(Provided information begins)

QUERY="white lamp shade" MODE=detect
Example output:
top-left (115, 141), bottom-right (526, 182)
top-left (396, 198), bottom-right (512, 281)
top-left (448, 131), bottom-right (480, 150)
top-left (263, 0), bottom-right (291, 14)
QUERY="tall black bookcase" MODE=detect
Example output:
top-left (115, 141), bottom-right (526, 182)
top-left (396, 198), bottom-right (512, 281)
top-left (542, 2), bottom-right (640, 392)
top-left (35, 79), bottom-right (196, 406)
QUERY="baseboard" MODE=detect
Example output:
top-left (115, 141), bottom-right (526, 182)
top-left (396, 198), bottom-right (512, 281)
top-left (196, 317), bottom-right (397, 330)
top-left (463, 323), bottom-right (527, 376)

(Provided information ends)

Print the entries exactly.

** Output of the exercise **
QUERY="white lamp shade" MODE=detect
Example output:
top-left (115, 141), bottom-right (526, 182)
top-left (396, 198), bottom-right (512, 281)
top-left (448, 131), bottom-right (480, 150)
top-left (263, 0), bottom-right (291, 14)
QUERY="tall black bookcase" MODE=detect
Example output:
top-left (115, 141), bottom-right (526, 182)
top-left (396, 198), bottom-right (512, 281)
top-left (542, 2), bottom-right (640, 392)
top-left (35, 79), bottom-right (196, 406)
QUERY="baseboard" MODE=detect
Example output:
top-left (115, 141), bottom-right (526, 182)
top-left (396, 198), bottom-right (512, 281)
top-left (196, 317), bottom-right (397, 330)
top-left (463, 323), bottom-right (527, 376)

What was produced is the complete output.